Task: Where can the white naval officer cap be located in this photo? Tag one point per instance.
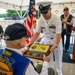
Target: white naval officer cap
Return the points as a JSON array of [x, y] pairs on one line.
[[44, 6]]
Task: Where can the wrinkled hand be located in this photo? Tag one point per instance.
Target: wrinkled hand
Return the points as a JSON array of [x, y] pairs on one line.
[[52, 48], [46, 58]]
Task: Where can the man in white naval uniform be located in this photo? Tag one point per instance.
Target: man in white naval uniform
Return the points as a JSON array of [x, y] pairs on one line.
[[50, 24]]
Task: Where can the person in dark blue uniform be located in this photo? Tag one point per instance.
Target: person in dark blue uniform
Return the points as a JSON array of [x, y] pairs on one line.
[[11, 60]]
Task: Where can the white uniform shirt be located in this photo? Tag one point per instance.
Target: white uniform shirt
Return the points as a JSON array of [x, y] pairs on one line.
[[30, 69], [48, 30]]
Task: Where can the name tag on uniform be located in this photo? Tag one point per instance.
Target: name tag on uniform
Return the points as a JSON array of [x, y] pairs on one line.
[[36, 51]]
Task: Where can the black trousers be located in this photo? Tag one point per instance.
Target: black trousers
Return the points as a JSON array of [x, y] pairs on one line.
[[67, 43], [50, 70]]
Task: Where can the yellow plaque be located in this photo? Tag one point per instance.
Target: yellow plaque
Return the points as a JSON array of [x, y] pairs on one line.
[[39, 48], [36, 51]]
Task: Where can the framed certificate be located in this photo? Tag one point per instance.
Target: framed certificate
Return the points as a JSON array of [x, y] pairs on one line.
[[36, 51]]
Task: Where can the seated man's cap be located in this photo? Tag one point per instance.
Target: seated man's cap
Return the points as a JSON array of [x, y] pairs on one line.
[[66, 8], [15, 31], [44, 7]]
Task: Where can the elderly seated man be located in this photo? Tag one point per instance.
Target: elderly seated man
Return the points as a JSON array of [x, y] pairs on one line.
[[12, 62]]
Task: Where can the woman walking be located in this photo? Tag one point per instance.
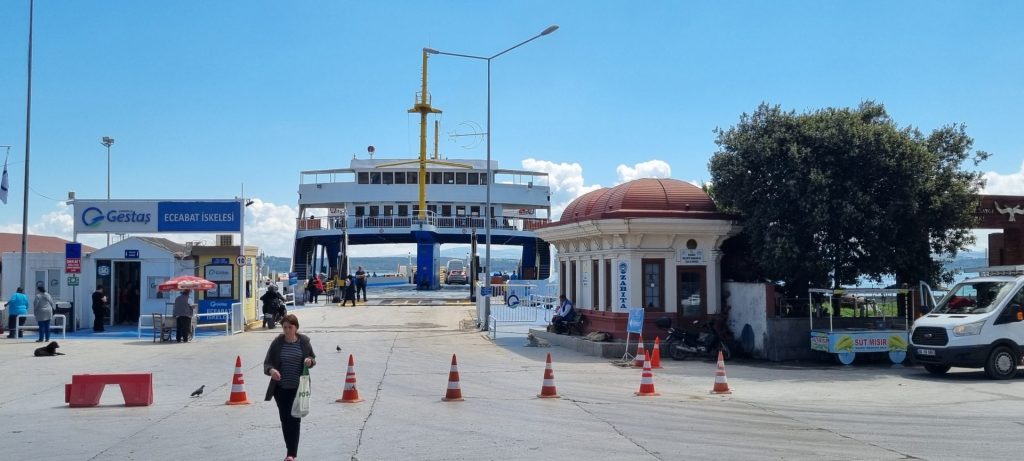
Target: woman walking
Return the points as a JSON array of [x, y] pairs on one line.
[[42, 307], [288, 352]]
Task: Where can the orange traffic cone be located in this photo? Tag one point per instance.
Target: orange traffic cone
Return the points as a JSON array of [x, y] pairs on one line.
[[721, 383], [638, 360], [548, 389], [655, 357], [646, 380], [350, 394], [454, 392], [239, 395]]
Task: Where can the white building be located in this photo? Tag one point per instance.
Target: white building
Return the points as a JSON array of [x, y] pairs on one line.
[[648, 243]]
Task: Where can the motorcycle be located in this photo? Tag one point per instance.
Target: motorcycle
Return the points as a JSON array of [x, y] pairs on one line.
[[270, 320], [705, 340]]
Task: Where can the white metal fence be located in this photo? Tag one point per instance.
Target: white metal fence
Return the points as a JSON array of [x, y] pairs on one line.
[[516, 306]]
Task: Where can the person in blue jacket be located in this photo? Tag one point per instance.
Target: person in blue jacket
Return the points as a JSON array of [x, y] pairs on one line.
[[16, 305]]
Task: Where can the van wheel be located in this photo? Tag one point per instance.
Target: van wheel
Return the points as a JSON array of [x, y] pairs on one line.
[[1001, 364], [937, 369]]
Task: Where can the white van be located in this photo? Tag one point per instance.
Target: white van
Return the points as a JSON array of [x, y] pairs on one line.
[[978, 324]]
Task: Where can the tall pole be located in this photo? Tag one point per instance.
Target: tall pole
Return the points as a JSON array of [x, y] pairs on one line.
[[108, 141], [28, 139], [486, 213]]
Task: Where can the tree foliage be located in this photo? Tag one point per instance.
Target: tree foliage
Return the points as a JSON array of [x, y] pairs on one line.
[[836, 194]]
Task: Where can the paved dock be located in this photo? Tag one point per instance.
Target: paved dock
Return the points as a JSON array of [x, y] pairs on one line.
[[402, 354]]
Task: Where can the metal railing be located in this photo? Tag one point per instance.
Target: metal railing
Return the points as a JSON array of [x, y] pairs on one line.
[[518, 303], [354, 222]]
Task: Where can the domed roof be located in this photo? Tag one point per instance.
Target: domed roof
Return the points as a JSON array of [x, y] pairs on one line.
[[643, 198]]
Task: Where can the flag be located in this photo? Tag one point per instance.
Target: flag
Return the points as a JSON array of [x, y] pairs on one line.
[[3, 184]]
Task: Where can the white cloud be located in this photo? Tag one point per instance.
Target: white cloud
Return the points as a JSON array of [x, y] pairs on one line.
[[651, 168], [271, 227], [1005, 184], [565, 180]]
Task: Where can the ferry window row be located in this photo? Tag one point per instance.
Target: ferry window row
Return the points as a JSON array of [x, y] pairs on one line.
[[403, 210], [412, 177]]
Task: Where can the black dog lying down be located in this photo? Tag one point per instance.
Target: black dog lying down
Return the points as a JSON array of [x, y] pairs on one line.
[[48, 349]]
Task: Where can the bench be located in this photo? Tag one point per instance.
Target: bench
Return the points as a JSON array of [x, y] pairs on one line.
[[576, 327], [57, 322], [85, 390]]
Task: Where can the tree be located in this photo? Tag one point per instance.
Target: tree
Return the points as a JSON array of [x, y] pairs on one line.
[[833, 195]]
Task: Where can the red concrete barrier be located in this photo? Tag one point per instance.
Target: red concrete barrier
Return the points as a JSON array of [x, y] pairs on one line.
[[85, 390]]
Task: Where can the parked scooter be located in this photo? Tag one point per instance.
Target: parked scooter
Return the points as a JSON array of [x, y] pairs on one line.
[[270, 320], [704, 340]]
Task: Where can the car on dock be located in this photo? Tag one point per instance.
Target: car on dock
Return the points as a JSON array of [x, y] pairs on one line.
[[457, 273]]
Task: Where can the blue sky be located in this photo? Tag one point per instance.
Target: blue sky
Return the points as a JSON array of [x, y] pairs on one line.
[[205, 98]]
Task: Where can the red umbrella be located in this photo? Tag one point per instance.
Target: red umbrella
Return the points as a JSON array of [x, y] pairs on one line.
[[186, 283]]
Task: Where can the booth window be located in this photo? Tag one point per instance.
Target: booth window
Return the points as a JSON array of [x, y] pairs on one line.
[[653, 281], [152, 291]]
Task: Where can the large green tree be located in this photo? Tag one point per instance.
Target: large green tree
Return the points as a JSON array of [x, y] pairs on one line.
[[836, 194]]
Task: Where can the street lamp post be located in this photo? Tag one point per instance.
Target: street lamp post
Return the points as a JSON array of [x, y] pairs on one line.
[[487, 213], [108, 141]]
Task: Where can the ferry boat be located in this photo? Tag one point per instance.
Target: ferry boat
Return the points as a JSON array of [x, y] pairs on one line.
[[428, 203]]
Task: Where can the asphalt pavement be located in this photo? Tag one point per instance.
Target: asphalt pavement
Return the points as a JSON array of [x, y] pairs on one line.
[[402, 353]]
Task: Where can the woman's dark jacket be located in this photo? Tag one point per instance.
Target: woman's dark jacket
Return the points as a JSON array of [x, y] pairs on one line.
[[272, 360]]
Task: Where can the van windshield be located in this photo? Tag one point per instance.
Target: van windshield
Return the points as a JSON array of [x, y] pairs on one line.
[[974, 297]]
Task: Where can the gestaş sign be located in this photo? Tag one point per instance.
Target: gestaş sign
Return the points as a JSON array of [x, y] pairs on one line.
[[101, 216]]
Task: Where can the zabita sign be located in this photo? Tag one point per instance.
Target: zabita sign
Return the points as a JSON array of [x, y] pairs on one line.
[[100, 216], [623, 284]]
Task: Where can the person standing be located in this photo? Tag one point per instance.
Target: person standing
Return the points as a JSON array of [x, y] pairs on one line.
[[318, 284], [16, 305], [42, 307], [360, 283], [98, 308], [182, 315], [349, 291], [288, 352]]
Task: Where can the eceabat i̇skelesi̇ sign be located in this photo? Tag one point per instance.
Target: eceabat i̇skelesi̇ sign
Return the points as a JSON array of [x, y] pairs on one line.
[[98, 216]]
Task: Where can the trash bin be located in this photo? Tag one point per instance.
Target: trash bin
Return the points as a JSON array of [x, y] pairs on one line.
[[68, 309]]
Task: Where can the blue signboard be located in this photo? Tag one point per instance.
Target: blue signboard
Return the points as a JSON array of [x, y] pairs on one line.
[[199, 216], [73, 250], [73, 257], [635, 324], [214, 305]]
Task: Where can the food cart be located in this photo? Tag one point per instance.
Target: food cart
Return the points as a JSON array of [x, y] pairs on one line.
[[870, 330]]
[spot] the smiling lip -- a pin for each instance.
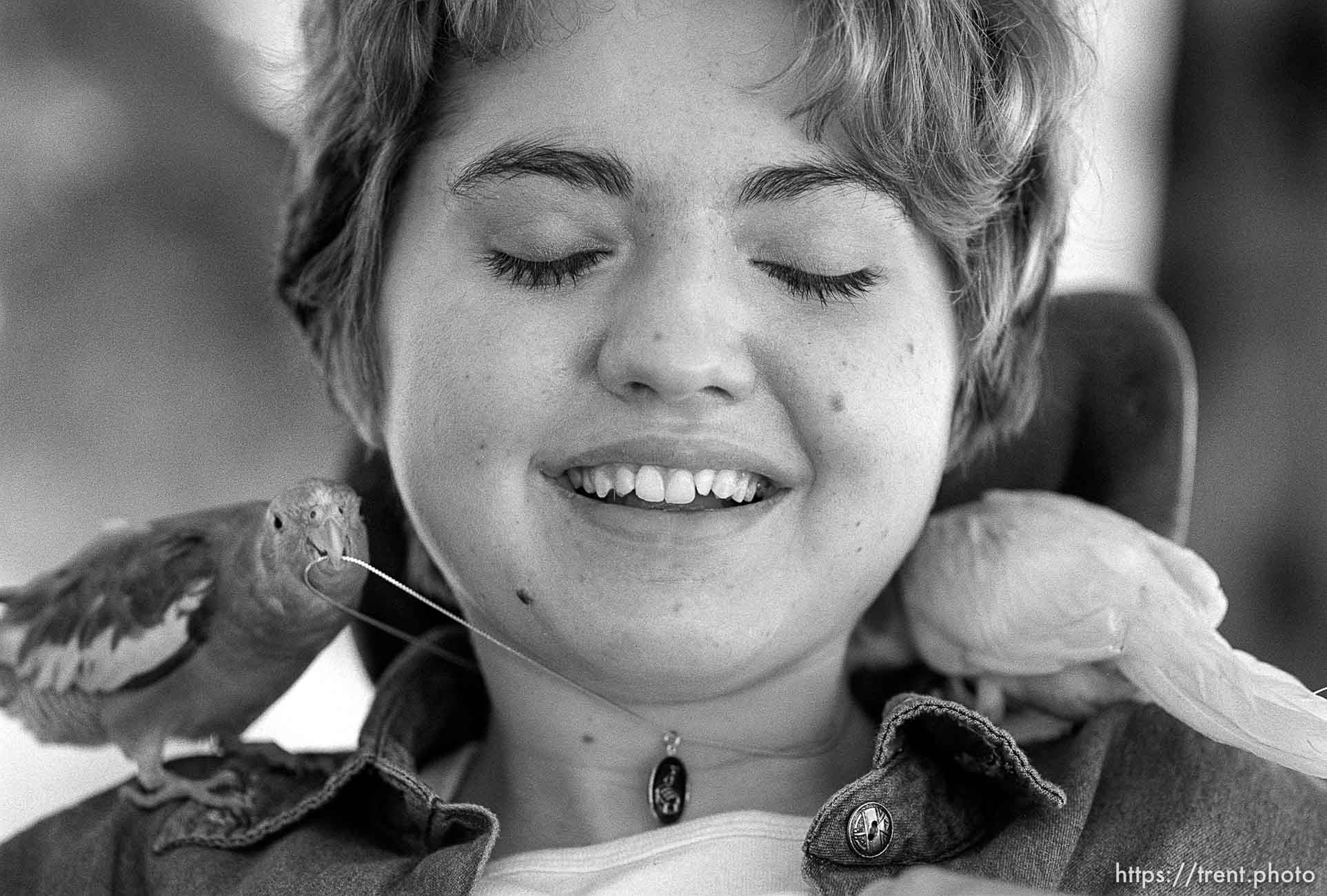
.....
_Exercise brief_
Copy out the items from the line containing "Task: Where can the woman walking" through the line containing "[[270, 320], [705, 340]]", both included, and shift every point coordinate in their answers by adding 27. Leave the pictures out of your version.

_The reply_
Task: Where can the woman walking be located in this photo? Tag one point per instance.
Target: woman walking
Return the points as a JSON array of [x, y] pairs on one line.
[[69, 334], [315, 379]]
Task: Where can the orange traffic cone be located in this photo? Tag one point per instance.
Target: orange traffic cone
Return the points as a JSON array of [x, y] pairs on one line.
[[748, 410], [665, 387], [575, 416], [682, 384], [673, 407], [377, 421], [481, 419], [266, 422]]
Task: Where can the white building be located in this photo? Tag one point per instance.
Target: white building
Return the points as a JSON array of [x, y] pairs on one line.
[[675, 270]]
Task: Where can the motorcycle be located in this photo? Tag one point per instance.
Target: motorcycle
Return the points as a JSON array of [x, y] pairs on one line.
[[297, 347], [732, 367]]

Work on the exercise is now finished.